- TEXT SEGMENT:
Undoubtedly, our attitude is the thermostat that controls the climate at home. When we come home growling, grumbling, and griping, a negative cloud hovers over our house. But if we come home with a grateful heart, the mood at home will be pleasant and positive. We should exude an "attitude of gratitude” that is constantly expressing thanks to God, no matter what our trial at work, or regardless of what has gone wrong at home. We must always demonstrate a thankful spirit before our family.

Paul says we are to offer thanks "for all things." In other words, in every circumstance of life--whether it be good or bad- there is the opportunity to see God at work for His glory and for our good. We must always see "Romans 8:28" written over every situation, always believing that God will cause all things to work together for good in every situation.

Unthankful dads are bad advertisements for the Lord. If we are always complaining about the preacher, constantly criticizing a church program, or forever grumbling about so-and-so at church, is it any wonder our children won't have anything to do with the Lord when they grow up? They often reject Christianity, not because Christ is so irrelevant, but because dad was so negative. A sour spirit poisons a legacy of faith.

But when dad is marked by a thankful spirit, Christianity becomes contagious. In such homes, kids can even fail, yet not diminish their dad's positive spirit. When we are constantly offering thanks to the Lord for the good we see in our children, they are drawn to Christ and to us like bees to honey.

Dad, how do you respond to bad news around your house? When the car breaks down what is your response? When the washing machine stops working? When the lawn mower gives up the ghost? How you respond to life's circumstances communicates volumes to young hearts. More important than your I.Q. is your “G.Q.” - your Gratitude Quotient. Have a grateful attitude and your household will catch it.
This leads to Paul's final challenge:

DADS, BE SUBMISSIVE! - Eph. 5:21:
As godly fathers, we must be submissive to the needs of our wife and children. While dads are the spiritual leaders of their homes, they are not to lord it over their family, Rather we are to live in humble submission to them, considering their interests to be more important than our own.

- TASK INSTRUCTIONS:
(a) Reproduce word for word the section of the passage on fathers that begins with the words containing "But when dad" and ends with "bees to honey.".
(b) In the passage on fathers, what is named as more important than a dad's I.Q.?
The entries that come next are separate material with no connection to the passage on fathers.

- PROVIDED INFORMATION:
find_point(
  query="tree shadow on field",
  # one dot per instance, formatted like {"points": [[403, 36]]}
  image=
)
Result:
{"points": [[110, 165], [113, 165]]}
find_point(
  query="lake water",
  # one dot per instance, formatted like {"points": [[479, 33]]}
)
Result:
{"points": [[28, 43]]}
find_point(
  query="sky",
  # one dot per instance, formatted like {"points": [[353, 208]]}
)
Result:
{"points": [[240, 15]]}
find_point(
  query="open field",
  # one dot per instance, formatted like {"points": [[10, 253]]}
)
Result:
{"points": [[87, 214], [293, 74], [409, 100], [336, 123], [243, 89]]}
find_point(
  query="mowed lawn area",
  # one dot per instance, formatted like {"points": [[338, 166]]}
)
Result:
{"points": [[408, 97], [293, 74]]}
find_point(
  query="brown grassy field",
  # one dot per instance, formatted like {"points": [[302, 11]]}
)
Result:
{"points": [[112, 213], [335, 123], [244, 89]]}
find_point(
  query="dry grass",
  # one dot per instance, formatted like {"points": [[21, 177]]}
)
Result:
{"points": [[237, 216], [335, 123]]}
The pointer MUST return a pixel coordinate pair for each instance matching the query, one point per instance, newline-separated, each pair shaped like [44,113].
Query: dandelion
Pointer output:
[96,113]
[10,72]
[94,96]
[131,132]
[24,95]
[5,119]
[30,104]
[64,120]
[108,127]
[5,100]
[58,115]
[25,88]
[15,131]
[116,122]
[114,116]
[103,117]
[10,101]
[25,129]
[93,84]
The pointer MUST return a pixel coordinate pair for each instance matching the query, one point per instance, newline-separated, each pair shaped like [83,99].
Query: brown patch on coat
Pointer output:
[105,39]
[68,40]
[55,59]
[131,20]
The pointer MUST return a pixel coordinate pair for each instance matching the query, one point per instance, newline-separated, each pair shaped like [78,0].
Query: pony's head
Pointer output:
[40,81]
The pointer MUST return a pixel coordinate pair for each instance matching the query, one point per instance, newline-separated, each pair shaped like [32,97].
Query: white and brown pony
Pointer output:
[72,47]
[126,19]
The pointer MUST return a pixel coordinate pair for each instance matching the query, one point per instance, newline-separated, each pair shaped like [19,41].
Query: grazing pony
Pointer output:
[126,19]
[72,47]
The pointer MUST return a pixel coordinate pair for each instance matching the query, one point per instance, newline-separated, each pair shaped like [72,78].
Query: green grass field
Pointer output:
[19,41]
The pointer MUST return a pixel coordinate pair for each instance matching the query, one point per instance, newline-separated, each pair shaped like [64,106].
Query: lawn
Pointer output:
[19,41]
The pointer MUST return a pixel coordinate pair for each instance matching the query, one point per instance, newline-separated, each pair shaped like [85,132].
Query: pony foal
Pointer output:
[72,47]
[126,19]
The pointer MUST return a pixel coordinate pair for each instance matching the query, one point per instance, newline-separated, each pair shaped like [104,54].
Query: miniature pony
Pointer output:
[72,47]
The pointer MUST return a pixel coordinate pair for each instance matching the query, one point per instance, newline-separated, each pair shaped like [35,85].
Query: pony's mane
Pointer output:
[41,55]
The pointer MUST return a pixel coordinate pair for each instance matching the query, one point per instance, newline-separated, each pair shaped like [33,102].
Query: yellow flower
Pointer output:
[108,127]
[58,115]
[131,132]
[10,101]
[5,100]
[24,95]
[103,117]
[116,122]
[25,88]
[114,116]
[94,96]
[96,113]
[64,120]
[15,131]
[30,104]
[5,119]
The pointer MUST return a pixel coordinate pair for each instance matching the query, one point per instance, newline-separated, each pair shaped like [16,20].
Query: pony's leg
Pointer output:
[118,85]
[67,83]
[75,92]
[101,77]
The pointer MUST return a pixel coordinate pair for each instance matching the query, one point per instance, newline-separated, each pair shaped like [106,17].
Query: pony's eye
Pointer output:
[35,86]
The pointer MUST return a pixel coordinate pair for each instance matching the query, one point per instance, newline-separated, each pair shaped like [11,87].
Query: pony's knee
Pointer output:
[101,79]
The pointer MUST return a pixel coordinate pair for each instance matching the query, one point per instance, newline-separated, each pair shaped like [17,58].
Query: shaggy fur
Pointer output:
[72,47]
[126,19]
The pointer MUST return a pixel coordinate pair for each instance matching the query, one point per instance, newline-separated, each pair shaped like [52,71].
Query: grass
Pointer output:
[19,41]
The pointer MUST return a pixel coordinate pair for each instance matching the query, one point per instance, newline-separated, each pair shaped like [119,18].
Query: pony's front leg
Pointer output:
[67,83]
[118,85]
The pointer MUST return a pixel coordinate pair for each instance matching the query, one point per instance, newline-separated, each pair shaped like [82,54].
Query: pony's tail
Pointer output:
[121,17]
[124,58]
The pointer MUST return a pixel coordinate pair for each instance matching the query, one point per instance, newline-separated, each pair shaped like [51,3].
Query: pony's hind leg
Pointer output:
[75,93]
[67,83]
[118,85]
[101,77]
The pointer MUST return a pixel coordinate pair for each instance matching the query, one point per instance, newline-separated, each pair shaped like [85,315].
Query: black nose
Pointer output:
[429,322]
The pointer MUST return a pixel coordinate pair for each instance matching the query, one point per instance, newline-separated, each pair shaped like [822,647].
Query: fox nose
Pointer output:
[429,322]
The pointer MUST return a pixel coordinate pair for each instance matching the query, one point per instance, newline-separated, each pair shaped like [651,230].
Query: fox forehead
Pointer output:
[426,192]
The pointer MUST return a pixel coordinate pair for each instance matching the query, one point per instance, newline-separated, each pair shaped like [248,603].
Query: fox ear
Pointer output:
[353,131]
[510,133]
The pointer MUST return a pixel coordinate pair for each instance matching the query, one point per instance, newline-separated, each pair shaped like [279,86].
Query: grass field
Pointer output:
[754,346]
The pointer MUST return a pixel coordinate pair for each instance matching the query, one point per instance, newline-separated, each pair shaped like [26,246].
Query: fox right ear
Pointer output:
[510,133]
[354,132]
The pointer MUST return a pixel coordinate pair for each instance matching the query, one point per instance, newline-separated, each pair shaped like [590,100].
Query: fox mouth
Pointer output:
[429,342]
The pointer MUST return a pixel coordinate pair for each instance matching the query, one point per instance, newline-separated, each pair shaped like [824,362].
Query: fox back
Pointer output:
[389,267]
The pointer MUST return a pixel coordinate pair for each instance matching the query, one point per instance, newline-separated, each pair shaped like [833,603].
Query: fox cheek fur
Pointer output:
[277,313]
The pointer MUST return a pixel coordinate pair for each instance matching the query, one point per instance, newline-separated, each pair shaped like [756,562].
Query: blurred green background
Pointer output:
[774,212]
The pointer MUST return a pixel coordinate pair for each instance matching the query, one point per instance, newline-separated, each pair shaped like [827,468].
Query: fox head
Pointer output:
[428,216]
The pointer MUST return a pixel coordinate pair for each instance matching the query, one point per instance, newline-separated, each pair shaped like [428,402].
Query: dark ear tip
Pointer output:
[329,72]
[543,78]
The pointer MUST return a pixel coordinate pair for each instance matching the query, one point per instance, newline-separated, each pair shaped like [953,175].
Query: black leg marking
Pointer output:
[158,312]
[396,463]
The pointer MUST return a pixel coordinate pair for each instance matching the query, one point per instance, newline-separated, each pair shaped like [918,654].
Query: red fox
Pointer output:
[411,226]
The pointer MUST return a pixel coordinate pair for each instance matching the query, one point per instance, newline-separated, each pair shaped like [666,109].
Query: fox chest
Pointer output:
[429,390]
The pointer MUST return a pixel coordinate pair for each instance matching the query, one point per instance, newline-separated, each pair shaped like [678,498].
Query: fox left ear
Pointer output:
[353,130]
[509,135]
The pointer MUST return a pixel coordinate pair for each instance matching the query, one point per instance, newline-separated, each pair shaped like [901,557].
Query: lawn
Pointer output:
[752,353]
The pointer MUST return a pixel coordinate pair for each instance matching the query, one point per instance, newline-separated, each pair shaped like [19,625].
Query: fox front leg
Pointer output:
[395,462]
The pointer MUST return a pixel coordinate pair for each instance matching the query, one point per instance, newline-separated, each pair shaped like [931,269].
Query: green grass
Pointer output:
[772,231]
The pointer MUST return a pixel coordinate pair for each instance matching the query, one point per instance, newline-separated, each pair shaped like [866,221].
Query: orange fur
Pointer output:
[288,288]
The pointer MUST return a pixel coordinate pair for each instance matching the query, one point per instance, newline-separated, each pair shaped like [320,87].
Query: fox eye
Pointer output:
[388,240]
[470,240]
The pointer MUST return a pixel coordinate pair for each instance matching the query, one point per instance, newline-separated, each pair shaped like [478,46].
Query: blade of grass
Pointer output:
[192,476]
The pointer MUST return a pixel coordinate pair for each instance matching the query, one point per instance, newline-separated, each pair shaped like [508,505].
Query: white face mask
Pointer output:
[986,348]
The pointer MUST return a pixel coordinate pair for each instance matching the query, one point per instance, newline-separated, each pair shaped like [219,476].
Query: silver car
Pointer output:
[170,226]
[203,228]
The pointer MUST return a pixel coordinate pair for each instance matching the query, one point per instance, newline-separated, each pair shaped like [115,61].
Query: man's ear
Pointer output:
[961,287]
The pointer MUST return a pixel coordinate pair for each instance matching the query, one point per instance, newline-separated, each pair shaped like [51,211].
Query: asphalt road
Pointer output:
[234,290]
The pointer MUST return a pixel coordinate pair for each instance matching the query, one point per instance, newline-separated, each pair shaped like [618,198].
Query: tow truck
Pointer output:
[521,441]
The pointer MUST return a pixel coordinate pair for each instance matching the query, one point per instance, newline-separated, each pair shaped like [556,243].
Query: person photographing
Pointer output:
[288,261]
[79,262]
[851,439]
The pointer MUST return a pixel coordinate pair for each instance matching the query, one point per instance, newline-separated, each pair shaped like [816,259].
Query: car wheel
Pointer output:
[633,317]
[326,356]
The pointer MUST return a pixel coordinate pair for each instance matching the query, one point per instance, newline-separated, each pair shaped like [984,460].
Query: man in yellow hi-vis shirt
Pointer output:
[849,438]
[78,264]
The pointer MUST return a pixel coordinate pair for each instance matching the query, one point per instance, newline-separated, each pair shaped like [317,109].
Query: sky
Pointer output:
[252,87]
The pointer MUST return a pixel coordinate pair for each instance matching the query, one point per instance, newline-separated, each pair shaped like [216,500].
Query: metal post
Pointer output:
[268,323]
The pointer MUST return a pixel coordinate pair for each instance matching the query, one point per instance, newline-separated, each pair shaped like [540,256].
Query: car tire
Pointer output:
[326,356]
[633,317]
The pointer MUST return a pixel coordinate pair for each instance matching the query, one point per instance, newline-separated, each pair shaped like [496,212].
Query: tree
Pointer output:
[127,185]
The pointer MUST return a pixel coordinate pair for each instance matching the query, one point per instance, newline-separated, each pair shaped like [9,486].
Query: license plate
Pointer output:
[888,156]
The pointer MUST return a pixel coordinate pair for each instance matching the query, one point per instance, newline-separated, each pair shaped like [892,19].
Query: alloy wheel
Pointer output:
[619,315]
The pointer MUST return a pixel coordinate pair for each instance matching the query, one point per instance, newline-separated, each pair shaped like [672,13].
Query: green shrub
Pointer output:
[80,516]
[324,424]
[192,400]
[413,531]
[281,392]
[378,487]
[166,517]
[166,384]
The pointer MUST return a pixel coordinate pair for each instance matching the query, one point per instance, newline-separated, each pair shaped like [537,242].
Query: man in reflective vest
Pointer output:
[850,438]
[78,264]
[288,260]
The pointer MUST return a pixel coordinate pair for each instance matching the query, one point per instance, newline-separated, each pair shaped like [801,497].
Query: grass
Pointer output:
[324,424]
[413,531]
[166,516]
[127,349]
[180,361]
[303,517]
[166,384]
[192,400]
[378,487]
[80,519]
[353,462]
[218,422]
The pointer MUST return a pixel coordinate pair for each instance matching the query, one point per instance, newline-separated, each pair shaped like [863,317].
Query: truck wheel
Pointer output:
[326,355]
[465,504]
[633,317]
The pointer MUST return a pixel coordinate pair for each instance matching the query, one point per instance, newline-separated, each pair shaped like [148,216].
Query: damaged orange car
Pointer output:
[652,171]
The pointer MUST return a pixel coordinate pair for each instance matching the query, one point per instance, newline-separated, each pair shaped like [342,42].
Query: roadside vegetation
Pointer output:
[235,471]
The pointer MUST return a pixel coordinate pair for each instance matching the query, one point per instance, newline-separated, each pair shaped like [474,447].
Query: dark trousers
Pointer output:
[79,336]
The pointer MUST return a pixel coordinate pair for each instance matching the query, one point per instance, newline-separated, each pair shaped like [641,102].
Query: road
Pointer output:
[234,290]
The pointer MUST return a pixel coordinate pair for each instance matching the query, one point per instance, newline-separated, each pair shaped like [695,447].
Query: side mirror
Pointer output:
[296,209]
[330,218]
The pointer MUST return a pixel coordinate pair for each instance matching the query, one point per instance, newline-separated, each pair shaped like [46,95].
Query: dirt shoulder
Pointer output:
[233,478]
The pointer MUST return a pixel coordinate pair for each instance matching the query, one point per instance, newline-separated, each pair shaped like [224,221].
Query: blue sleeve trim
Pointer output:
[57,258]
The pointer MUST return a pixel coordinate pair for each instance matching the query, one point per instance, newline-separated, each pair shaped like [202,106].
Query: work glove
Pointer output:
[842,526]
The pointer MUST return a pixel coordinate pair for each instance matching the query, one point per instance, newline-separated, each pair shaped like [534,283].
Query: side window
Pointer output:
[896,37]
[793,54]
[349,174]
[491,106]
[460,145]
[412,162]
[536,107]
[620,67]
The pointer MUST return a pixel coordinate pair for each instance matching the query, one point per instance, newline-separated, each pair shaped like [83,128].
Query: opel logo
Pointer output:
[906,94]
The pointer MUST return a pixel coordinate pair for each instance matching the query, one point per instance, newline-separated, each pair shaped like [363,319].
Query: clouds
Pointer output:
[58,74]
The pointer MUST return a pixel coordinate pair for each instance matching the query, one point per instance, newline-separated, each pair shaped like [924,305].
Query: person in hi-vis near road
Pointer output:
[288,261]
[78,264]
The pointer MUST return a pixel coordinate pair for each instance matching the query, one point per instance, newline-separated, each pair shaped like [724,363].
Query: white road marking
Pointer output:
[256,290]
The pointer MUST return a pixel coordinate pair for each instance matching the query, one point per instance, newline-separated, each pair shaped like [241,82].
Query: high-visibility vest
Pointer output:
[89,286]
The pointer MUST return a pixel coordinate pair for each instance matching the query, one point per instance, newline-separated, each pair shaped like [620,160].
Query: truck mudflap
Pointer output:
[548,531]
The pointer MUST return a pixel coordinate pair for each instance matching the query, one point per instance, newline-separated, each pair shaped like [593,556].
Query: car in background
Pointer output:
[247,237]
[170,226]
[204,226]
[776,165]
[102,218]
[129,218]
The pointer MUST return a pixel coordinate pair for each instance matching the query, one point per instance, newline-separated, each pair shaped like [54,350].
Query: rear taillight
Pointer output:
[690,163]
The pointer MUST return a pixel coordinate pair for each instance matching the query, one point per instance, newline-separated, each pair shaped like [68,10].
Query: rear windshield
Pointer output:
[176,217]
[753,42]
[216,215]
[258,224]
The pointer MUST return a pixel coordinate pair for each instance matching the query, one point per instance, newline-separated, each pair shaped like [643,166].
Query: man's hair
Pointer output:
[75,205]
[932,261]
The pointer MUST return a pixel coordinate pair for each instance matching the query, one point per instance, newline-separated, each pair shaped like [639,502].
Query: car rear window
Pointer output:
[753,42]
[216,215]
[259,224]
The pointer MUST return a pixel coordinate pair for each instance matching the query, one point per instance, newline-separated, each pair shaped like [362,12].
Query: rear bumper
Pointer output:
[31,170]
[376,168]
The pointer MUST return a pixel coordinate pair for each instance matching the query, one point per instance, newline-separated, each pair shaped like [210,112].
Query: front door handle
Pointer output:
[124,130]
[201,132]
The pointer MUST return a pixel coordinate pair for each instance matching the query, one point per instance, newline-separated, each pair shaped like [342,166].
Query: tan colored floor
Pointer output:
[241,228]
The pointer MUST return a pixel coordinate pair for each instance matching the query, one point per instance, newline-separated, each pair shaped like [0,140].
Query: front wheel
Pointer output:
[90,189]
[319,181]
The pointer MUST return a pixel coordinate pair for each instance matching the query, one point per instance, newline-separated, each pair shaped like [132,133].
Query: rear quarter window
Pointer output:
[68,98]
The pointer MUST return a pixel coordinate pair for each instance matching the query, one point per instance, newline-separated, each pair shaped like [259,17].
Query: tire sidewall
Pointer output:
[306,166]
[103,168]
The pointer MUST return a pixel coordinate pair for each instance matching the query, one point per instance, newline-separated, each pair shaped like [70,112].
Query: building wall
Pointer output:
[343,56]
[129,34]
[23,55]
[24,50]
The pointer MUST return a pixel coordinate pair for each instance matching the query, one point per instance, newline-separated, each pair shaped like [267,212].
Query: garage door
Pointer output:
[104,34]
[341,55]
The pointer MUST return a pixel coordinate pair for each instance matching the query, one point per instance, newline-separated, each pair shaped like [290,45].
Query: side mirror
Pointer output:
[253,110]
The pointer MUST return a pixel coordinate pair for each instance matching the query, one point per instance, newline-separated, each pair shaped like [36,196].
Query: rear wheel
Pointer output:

- EXERCISE SOLUTIONS:
(a)
But when dad is marked by a thankful spirit, Christianity becomes contagious. In such homes, kids can even fail, yet not diminish their dad's positive spirit. When we are constantly offering thanks to the Lord for the good we see in our children, they are drawn to Christ and to us like bees to honey.

(b) His "G.Q.," his Gratitude Quotient.